▸ **Written problem**
Please rewrite all of the lines below as a numbered list, one item per line. Leave out any blank lines and the pictures.
[Start of Stored rows]
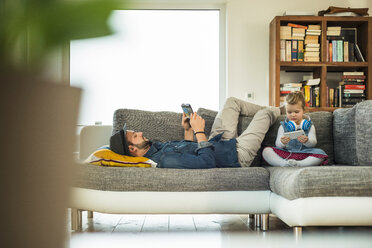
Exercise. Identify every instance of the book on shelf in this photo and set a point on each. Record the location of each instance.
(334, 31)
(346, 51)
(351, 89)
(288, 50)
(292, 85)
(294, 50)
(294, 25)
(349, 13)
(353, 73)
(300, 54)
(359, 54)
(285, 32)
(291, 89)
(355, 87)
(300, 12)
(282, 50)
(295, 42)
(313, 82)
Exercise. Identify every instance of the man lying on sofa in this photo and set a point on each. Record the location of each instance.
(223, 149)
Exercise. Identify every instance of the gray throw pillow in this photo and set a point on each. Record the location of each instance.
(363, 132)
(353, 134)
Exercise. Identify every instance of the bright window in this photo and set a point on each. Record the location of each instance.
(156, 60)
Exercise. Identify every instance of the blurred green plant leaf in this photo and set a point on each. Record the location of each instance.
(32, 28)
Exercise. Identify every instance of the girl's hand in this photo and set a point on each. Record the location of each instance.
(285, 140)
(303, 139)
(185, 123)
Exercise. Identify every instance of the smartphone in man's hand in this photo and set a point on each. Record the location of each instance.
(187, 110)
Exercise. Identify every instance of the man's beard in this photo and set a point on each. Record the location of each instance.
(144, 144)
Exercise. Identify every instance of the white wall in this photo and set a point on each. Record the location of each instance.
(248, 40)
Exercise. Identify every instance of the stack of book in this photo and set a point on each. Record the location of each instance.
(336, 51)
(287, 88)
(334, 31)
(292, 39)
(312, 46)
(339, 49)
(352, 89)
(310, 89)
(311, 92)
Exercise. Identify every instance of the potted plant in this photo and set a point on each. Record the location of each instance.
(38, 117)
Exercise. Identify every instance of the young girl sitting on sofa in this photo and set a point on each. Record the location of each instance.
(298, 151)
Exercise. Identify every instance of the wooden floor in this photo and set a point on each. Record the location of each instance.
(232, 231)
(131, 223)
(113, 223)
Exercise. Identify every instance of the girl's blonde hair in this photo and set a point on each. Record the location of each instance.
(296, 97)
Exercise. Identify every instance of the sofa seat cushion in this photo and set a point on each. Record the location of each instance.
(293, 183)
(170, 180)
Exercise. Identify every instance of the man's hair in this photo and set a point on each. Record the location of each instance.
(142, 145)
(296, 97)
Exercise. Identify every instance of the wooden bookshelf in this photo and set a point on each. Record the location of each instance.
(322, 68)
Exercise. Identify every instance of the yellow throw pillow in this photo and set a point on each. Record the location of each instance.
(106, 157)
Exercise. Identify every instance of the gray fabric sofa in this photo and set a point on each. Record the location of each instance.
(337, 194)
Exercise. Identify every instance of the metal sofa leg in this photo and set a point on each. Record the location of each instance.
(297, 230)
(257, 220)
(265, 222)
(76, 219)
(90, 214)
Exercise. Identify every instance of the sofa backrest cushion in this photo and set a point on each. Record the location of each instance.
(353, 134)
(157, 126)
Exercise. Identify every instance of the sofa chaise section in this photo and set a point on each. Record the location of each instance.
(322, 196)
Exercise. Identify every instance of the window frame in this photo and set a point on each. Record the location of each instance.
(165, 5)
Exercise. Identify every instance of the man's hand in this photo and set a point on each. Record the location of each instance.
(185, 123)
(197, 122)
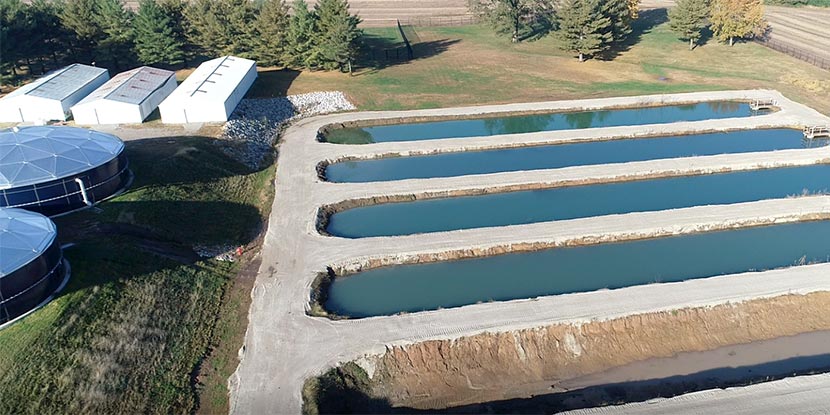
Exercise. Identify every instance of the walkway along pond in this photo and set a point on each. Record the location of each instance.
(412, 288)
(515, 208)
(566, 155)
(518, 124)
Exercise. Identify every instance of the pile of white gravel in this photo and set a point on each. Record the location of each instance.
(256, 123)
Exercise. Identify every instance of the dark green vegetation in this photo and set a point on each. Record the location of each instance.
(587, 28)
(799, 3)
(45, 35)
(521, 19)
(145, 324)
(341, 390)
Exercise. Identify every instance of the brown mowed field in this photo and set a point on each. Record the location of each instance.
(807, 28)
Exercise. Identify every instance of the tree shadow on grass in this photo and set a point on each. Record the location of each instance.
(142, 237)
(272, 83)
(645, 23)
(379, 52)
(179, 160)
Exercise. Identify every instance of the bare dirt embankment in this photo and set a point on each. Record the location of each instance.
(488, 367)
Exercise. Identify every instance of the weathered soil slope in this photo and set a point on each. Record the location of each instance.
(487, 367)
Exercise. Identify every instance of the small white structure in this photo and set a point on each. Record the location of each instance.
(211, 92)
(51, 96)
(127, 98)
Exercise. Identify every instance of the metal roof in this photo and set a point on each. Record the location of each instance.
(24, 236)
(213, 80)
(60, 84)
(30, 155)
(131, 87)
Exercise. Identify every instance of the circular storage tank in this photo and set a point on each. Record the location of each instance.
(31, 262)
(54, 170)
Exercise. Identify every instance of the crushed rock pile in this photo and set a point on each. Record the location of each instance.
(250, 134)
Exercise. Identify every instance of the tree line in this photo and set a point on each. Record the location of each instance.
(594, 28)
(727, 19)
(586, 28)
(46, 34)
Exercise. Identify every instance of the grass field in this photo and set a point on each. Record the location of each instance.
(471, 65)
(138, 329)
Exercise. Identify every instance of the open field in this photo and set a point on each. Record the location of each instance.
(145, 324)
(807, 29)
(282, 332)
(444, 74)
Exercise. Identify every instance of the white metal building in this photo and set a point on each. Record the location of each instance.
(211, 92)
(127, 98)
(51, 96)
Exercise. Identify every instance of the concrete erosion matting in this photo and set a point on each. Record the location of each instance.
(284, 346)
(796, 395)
[End of Stored rows]
▸ **Final answer**
1. Exercise. Identify every instance of the book on shelf in this photo and set a point on each. Record the location of each instance.
2. (334, 31)
3. (346, 51)
4. (351, 89)
5. (288, 50)
6. (292, 85)
7. (294, 50)
8. (294, 25)
9. (349, 13)
10. (353, 73)
11. (300, 54)
12. (359, 54)
13. (285, 32)
14. (291, 89)
15. (355, 87)
16. (300, 12)
17. (282, 50)
18. (295, 42)
19. (313, 82)
20. Exercise. Identify every instance of the man lying on sofa in this photo and set a point on each. Record the location of each instance.
21. (223, 149)
22. Exercise. Identify every instance of the gray throw pillow in this photo and set a point on each. Record the location of each instance.
23. (363, 132)
24. (353, 134)
25. Exercise. Identify every instance of the bright window in this photo and set a point on each. Record the location of each instance.
26. (156, 60)
27. Exercise. Identify every instance of the blurred green plant leaf in this photo and set a point on each. Record the location of each instance.
28. (32, 28)
29. Exercise. Identify every instance of the girl's hand in this photo and set a point on each. Record the location of each instance.
30. (285, 140)
31. (303, 139)
32. (185, 123)
33. Exercise. Identify every instance of the smartphone in man's hand in this photo and set a point on each. Record the location of each instance.
34. (187, 110)
35. Exercise. Identify every instance of the man's beard in this photo and set a point on each. Record the location of each instance.
36. (144, 144)
37. Exercise. Identify every instance of the white wall in this photo and set a point on each. Record the location of each instance.
38. (248, 40)
39. Exercise. Identify every instance of the stack of book in this photo and set a point on each. Record the location of each instance.
40. (336, 51)
41. (287, 88)
42. (334, 31)
43. (292, 39)
44. (312, 46)
45. (339, 49)
46. (352, 89)
47. (310, 89)
48. (311, 92)
49. Exercise. Identify every instance of the potted plant in this photo and set a point on each. Record the location of each instance.
50. (38, 117)
51. Exercise. Identify every instance of the young girl sitting on sofa in this photo and set a point on each. Record the location of each instance.
52. (298, 151)
53. Exercise. Identify every instance of the wooden floor in this photo and set a point on each. Record the location of each instance.
54. (232, 231)
55. (131, 223)
56. (113, 223)
57. Exercise. Identify every instance of the girl's blonde hair in this photo and set a point on each. Record the location of each instance.
58. (296, 97)
59. Exercise. Identify every instance of the sofa seat cushion in this photo and set a point on each. Record the location of each instance.
60. (293, 183)
61. (170, 180)
62. Exercise. Identify every instance of the man's hair in this photo and set a point on each. Record the location of each instance.
63. (142, 145)
64. (296, 97)
65. Exercise. Identify every instance of the wooden bookshelf in this photo and set a point on each. Record the location of each instance.
66. (322, 68)
67. Exercise. Identify every instance of the yellow throw pillow in this photo and set a point on each. Record the location of each instance.
68. (106, 157)
69. Exercise. Identify every instance of the gray fabric sofa in this photo and set a point on each. Record the location of each instance.
70. (337, 194)
71. Exercise. Identify every instance of the metal sofa leg in this photo and set a point on each. Record the location of each instance.
72. (297, 230)
73. (257, 220)
74. (265, 222)
75. (76, 219)
76. (90, 214)
77. Exercise. Identify every instance of the sofa backrest cushion in this photo and set a point on each. Record the location of each instance.
78. (353, 134)
79. (157, 126)
80. Exercise. Identify every instance of the sofa chaise section in this photo and set a point on each. Record the location of each instance.
81. (322, 196)
82. Exercise. Identify every instance of the window frame in this photo and set a point on each. Record the location of each instance.
83. (165, 5)
84. Exercise. Identify every instance of the man's hand in this photo and set a point on each. Record the location of each instance.
85. (185, 123)
86. (197, 122)
87. Exercise. Identify every instance of the walkway along pond in this photo and set a point on each. Record the location of each instance.
88. (412, 288)
89. (515, 208)
90. (566, 155)
91. (518, 124)
92. Exercise. Identify every instance of the pile of white gravel in this photo and set a point on each. Record the location of each instance.
93. (256, 123)
94. Exercise. Identify every instance of the dark green vegetation in this photo and set a point on each. Record the location of each instance.
95. (587, 28)
96. (799, 3)
97. (45, 35)
98. (521, 19)
99. (145, 324)
100. (341, 390)
101. Exercise. Identify every instance of the brown mowed field in this photo and set a point on each. Record the location of each instance.
102. (807, 28)
103. Exercise. Identify every instance of the tree shadow on grass in this photo and set a point on each. Record the location of each instance.
104. (142, 237)
105. (272, 83)
106. (645, 23)
107. (379, 52)
108. (179, 160)
109. Exercise. Identify every instance of the bare dirt embankment in this photo and set a point on each. Record the location of each instance.
110. (488, 367)
111. Exercise. Identify every instance of the weathered soil slope in this photo and set a point on each. Record the location of each instance.
112. (487, 367)
113. Exercise. Identify every instance of the small white structure in this photo and set a point on each. Record the location of each instance.
114. (211, 92)
115. (51, 96)
116. (127, 98)
117. Exercise. Identify every instance of the metal roof in this photo and set a point on each. Record the location of each instance.
118. (24, 236)
119. (213, 80)
120. (60, 84)
121. (30, 155)
122. (131, 87)
123. Exercise. Identify every instance of the circular storage tank in this photo and set a point on each. Record the location of each instance.
124. (31, 262)
125. (54, 170)
126. Exercise. Identify every instance of the crushed rock pile in this photo and set a point on each. Record the location of each instance.
127. (250, 134)
128. Exercise. Identify every instance of the tree line in this photo and set a point on each. Record the location of each instance.
129. (594, 28)
130. (727, 19)
131. (586, 28)
132. (46, 34)
133. Exercise. Identify every instance of the grass field in this photo and set a point on each. Record the location of each instance.
134. (471, 65)
135. (138, 329)
136. Exercise. Identify every instance of the open field in this photo and set a point on each. Record the location of each instance.
137. (145, 324)
138. (807, 29)
139. (282, 332)
140. (444, 74)
141. Exercise. Identify every instance of the white metal building in this photo and set a point on each. Record the location of each instance.
142. (211, 92)
143. (127, 98)
144. (51, 96)
145. Exercise. Identify every instance of the concrete erosion matting in this photo and set a point on each. Record the location of each instance.
146. (284, 346)
147. (796, 395)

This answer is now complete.